═════ Passage to read ═════

Well, my first bit of advice would be to avoid HN/FB/Twitter/etc during high
pressure situations. Forgive my misunderstanding if you didn't mean you were
literally halfway through it while posting.

 _That brings me to about half way through my allotted time and then I start
to panic._

I recently had a candidate experience a panic attack during an interview. I
felt badly (I've dealt with anxiety/panic myself) for him but there was
nothing to do about it... the interview ended and of course he didn't get an
offer. Point is: if you're prone to panic in high pressure situations it's
nothing to be ashamed of but something you'll have to deal with as a separate
issue.

There are a zillion amazing strategies for managing anxiety; meditation,
breathing exercises, playing music and petting cats are the ones that I
prefer.

------
iamcurious
It seems to be an anxiety issue. There are two ways to fix this, one is
temporal and it is to practice. The other is permanent but more difficult and
it is to find internal peace. Sadly, how to achieve that goes beyond the scope
of this comment.

═════ Data entries ═════

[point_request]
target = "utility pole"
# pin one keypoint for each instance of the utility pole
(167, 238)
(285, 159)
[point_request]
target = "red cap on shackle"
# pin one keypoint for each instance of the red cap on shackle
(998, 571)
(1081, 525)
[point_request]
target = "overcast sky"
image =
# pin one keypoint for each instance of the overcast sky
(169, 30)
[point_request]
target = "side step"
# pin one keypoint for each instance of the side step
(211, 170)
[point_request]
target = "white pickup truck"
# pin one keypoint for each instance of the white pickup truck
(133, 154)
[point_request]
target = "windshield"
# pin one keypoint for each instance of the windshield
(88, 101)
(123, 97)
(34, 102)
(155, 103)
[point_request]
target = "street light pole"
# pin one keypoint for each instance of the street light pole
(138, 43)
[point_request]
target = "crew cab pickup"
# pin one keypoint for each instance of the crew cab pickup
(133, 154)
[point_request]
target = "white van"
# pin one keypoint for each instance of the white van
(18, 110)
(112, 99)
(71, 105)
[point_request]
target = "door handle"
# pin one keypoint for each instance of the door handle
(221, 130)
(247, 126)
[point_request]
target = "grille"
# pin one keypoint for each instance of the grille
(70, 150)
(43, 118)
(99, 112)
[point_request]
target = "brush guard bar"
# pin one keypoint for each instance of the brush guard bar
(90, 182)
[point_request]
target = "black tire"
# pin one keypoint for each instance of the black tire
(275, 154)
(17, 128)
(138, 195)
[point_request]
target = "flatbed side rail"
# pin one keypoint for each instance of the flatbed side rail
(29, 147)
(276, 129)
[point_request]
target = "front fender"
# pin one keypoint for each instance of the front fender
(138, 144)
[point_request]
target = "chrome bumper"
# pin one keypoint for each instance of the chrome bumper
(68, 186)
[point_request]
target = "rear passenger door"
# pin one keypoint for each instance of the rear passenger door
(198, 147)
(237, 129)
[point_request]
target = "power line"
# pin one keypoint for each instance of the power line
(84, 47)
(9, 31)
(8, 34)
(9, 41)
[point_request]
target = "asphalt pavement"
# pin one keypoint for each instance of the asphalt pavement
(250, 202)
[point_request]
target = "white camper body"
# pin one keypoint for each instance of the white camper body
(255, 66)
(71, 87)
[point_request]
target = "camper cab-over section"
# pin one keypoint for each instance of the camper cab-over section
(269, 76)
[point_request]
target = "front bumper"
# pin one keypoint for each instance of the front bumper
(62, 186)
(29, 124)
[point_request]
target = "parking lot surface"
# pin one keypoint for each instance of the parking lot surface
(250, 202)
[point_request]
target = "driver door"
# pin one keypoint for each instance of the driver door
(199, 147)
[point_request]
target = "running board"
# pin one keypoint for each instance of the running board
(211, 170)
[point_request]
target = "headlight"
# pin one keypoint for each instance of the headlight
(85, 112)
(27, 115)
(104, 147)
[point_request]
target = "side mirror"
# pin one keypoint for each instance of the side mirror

═════

● **Written request A**
In the forum thread on panic during interviews, what happened after the candidate had a panic attack?
● **Written request B**
List the strategies for managing anxiety that the first commenter in the forum thread on panic during interviews says they prefer.
● **Written request C**
Pick up the forum thread on panic during interviews after its final sentence, continuing it in a manner consistent with the preceding comments.

● **Written reply A**
The interview ended, and he did not get an offer.

● **Written reply B**
Meditation, breathing exercises, playing music, petting cats

● **Written reply C**
Beyond anxiety, it might serve you a change of perspective. Don't think of the
interview as an engineering problem, it is a communication problem. Even if
you don't finish it, it should be salvageable by explaining all the things you
considered and were about to consider. If they don't value this, it is their
loss. And, Honestly, they did you a favor, a nice place to work would respect
your time and listen after making you work on a test.

------
jaruche
Coding challenges are getting very popular now because they save time during
hiring processes. Recruiters use them to filter out candidates. Usually having
a bad answer is better than an incomplete one. For that reason it is important
to start with a simple solution and iterate over it.

One frustrating thing in my opinion is that coding challenges only measure CS
skills like data structures, DP, graph. While important those are not as
relevant as more specific knowledge like HTML5, iOS, Android, etc.

------
tpiha
I have to admit that I'm not familiar with this problem. I mean, I understand
if we're taking about those forms where you get 20 minutes of half an hour,
but it seems to me that you are talking about those cases where you get a few
days or a week.

This makes me think you might be in that small space where you are a decent
programmer, but still don't have enough experience to be confident.

If that's the case, don't worry, it gets easier in time, at least in my case
it did.

------
seanwilson
Do practice problems until you get a feel for how to organise your time.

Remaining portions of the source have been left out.